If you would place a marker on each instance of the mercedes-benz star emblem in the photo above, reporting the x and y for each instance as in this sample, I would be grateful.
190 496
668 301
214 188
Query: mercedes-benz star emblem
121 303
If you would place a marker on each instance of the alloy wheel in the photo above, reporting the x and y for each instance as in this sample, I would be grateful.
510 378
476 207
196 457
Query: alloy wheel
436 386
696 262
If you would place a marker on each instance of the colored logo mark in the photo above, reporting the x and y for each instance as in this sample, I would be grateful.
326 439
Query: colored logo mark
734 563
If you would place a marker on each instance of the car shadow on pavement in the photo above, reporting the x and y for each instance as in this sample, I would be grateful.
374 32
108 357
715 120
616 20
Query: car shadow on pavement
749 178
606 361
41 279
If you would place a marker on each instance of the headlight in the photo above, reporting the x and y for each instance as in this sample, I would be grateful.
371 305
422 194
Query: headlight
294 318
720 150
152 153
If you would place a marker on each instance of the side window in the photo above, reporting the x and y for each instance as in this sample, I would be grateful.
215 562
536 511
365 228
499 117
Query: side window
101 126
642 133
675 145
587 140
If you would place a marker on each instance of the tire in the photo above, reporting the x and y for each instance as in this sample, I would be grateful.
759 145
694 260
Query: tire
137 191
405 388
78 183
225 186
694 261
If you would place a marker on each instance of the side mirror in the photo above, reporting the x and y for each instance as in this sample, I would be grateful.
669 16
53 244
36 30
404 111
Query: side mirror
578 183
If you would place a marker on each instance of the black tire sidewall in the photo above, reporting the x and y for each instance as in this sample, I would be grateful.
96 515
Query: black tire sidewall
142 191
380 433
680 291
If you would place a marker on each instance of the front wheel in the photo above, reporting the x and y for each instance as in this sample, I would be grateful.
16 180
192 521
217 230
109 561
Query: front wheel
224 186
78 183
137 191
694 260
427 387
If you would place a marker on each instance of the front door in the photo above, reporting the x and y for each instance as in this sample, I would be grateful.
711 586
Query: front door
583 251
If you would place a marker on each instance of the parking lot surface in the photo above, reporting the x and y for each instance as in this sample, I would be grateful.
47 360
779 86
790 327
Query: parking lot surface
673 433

+---+

* _DIRECTIVE_: Convert all of the material above into a Markdown table with two columns, Row and Line. Place each line of the material in its own numbered row and omit blank lines.

* _TASK RESULT_:
| Row | Line |
|---|---|
| 1 | If you would place a marker on each instance of the mercedes-benz star emblem in the photo above, reporting the x and y for each instance as in this sample, I would be grateful. |
| 2 | 190 496 |
| 3 | 668 301 |
| 4 | 214 188 |
| 5 | Query: mercedes-benz star emblem |
| 6 | 121 303 |
| 7 | If you would place a marker on each instance of the alloy wheel in the photo above, reporting the x and y for each instance as in this sample, I would be grateful. |
| 8 | 510 378 |
| 9 | 476 207 |
| 10 | 196 457 |
| 11 | Query: alloy wheel |
| 12 | 436 386 |
| 13 | 696 262 |
| 14 | If you would place a marker on each instance of the colored logo mark in the photo above, reporting the x and y for each instance as in this sample, I would be grateful. |
| 15 | 326 439 |
| 16 | Query: colored logo mark |
| 17 | 734 563 |
| 18 | If you would place a marker on each instance of the car shadow on pavement in the photo above, reporting the x and y for each instance as in this sample, I would be grateful. |
| 19 | 374 32 |
| 20 | 108 357 |
| 21 | 715 120 |
| 22 | 616 20 |
| 23 | Query: car shadow on pavement |
| 24 | 749 178 |
| 25 | 606 361 |
| 26 | 41 279 |
| 27 | If you would place a marker on each instance of the headlight in the photo above, reporting the x and y for each instance as in this sample, I would be grateful. |
| 28 | 371 305 |
| 29 | 422 194 |
| 30 | Query: headlight |
| 31 | 294 318 |
| 32 | 720 150 |
| 33 | 152 153 |
| 34 | If you would place a marker on each instance of the side window in the photo above, reporting the x and y for each instance as in this sample, I would be grateful. |
| 35 | 215 562 |
| 36 | 536 511 |
| 37 | 365 228 |
| 38 | 499 117 |
| 39 | Query: side window |
| 40 | 101 126 |
| 41 | 642 133 |
| 42 | 675 145 |
| 43 | 587 140 |
| 44 | If you would place a marker on each instance of the tire in the photo above, reporting the x and y for each instance as in this sample, I would be grateful. |
| 45 | 759 145 |
| 46 | 694 260 |
| 47 | Query: tire |
| 48 | 137 191 |
| 49 | 405 388 |
| 50 | 78 183 |
| 51 | 225 186 |
| 52 | 694 261 |
| 53 | If you would place a marker on each instance of the side mirror in the photo above, reporting the x and y for each instance as in this sample, I would be grateful. |
| 54 | 669 16 |
| 55 | 53 244 |
| 56 | 36 30 |
| 57 | 404 111 |
| 58 | Query: side mirror |
| 59 | 578 183 |
| 60 | If you would place a marker on each instance of the black tire sidewall in the photo above, reporting the x and y for each instance as in this sample, I would be grateful. |
| 61 | 96 515 |
| 62 | Query: black tire sidewall |
| 63 | 142 191 |
| 64 | 380 433 |
| 65 | 680 291 |
| 66 | If you would place a marker on each instance of the front wheel in the photo above, reporting the x and y for each instance as in this sample, I would be grateful. |
| 67 | 16 180 |
| 68 | 192 521 |
| 69 | 217 230 |
| 70 | 109 561 |
| 71 | Query: front wheel |
| 72 | 224 186 |
| 73 | 78 183 |
| 74 | 137 191 |
| 75 | 694 260 |
| 76 | 427 387 |
| 77 | If you would place a marker on each instance of the front door in the photo above, reporting the x and y for each instance as in this sample, I would be grateful. |
| 78 | 711 586 |
| 79 | Query: front door |
| 80 | 583 251 |
| 81 | If you would place a marker on each instance of the parking lot surface in the photo above, reporting the x and y for each instance as in this sample, I would be grateful. |
| 82 | 47 360 |
| 83 | 779 86 |
| 84 | 790 327 |
| 85 | Query: parking lot surface |
| 86 | 673 433 |